> Task directions:
Pick out every line of the listing below that contains the string "item", and treat uppercase and lowercase as different.

***

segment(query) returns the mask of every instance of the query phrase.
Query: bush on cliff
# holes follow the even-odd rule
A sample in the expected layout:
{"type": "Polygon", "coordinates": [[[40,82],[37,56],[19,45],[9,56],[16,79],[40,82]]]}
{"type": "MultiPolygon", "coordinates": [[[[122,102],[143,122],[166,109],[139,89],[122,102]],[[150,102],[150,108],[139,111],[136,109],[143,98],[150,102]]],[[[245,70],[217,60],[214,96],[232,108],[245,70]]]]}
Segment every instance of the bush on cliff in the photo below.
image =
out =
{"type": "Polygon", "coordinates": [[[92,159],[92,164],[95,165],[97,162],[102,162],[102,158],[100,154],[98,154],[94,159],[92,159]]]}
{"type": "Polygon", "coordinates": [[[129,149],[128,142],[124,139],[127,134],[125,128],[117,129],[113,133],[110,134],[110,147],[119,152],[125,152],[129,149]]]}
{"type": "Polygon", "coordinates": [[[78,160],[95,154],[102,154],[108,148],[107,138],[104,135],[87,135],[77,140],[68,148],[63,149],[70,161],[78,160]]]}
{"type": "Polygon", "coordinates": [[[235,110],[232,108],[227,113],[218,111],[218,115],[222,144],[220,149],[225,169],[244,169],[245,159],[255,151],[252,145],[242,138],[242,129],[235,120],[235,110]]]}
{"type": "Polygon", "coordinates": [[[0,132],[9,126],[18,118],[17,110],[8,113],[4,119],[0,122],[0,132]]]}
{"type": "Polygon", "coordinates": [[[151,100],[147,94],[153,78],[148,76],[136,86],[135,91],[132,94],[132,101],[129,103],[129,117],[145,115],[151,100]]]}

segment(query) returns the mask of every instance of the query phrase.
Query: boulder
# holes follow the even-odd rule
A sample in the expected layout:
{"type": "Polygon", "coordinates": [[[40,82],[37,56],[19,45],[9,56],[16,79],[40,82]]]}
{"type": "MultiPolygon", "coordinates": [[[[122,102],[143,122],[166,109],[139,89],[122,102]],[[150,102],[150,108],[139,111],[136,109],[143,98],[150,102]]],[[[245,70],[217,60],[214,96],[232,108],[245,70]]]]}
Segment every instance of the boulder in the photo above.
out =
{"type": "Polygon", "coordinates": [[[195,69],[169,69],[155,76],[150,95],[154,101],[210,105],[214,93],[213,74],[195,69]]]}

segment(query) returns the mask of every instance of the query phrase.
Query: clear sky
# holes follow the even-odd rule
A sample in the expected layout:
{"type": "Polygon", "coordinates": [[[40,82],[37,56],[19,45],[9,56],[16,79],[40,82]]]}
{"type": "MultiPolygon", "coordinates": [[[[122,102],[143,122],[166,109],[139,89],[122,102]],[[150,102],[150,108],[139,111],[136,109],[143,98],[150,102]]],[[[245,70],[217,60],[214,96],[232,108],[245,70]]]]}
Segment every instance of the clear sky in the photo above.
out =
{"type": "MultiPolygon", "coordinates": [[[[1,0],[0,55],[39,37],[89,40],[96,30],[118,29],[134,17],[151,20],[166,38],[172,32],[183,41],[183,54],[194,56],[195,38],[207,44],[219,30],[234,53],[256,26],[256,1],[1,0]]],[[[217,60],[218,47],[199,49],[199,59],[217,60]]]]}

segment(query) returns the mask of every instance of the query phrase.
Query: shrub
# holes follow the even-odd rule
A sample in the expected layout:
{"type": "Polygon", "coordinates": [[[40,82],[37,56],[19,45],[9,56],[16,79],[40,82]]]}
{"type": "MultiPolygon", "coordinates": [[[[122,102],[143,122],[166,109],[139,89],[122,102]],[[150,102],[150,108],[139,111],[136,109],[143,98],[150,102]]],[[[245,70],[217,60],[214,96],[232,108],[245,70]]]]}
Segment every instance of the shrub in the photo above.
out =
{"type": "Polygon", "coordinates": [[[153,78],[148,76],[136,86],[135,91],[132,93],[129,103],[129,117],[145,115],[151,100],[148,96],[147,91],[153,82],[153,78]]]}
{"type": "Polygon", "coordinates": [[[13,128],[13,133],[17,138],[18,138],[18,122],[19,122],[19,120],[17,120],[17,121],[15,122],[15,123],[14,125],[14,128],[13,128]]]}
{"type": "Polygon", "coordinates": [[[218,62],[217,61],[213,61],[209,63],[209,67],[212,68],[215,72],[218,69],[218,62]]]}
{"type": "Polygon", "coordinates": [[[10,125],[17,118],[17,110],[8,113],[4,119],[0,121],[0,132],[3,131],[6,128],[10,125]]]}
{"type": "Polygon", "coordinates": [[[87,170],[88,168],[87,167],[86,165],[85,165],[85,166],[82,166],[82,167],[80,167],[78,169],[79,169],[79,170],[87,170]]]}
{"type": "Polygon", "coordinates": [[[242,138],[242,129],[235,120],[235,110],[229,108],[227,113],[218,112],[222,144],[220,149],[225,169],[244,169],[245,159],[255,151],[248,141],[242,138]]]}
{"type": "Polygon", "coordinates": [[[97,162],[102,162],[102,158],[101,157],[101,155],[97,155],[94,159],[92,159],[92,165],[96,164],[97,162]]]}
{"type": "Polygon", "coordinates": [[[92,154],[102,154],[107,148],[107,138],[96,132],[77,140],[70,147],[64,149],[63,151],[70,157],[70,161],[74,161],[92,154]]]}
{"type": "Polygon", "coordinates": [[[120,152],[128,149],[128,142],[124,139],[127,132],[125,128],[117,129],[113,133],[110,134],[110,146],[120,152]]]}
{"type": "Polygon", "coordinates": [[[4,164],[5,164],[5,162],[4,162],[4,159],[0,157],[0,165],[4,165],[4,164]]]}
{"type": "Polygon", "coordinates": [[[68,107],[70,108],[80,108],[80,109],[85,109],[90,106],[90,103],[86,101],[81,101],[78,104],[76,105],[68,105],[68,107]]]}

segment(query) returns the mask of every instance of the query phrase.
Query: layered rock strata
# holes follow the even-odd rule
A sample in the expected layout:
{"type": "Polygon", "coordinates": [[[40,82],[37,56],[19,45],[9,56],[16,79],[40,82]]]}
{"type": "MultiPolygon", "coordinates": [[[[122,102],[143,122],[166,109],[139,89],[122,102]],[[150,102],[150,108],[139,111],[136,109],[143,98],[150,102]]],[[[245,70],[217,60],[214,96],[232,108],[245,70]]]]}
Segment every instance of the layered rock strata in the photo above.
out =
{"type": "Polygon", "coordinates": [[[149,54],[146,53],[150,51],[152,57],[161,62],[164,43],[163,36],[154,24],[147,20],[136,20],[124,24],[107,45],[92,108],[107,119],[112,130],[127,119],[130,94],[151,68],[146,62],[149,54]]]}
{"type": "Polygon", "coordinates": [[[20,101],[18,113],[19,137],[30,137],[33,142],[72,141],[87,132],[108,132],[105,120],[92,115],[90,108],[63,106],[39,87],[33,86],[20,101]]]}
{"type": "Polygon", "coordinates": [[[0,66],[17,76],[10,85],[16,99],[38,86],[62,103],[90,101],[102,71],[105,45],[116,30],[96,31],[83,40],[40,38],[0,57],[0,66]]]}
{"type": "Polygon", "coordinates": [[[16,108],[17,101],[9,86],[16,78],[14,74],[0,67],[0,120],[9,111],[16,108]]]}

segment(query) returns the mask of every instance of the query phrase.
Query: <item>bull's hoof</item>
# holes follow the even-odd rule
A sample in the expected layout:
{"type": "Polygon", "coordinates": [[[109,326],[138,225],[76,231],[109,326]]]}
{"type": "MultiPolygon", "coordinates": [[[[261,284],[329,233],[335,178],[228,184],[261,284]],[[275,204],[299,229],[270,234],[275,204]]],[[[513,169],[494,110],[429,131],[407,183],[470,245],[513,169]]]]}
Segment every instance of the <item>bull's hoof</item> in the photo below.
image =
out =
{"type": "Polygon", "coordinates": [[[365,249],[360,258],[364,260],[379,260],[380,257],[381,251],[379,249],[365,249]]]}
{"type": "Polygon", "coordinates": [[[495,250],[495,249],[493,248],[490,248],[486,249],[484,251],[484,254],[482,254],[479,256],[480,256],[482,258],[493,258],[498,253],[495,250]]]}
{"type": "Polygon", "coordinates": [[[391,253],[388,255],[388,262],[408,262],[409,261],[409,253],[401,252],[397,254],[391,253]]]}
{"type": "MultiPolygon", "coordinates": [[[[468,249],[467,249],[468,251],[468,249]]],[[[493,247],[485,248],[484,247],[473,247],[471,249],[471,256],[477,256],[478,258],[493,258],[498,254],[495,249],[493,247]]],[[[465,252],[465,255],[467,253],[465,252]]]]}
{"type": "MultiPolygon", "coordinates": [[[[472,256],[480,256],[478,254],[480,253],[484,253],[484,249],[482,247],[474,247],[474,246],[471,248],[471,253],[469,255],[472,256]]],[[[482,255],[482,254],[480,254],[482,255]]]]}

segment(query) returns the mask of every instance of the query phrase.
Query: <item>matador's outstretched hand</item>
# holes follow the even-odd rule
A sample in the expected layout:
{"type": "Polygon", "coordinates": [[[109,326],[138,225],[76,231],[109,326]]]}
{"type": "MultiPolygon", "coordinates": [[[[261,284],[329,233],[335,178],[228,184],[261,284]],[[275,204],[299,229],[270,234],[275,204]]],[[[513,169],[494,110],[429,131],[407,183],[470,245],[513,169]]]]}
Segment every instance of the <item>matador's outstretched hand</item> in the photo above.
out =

***

> Solution to this problem:
Query: <item>bull's hoof</item>
Segment every instance of the <item>bull's hoof</item> in the photo below.
Query: <item>matador's outstretched hand</item>
Segment every instance of the <item>matador's outstretched hand</item> in the photo above.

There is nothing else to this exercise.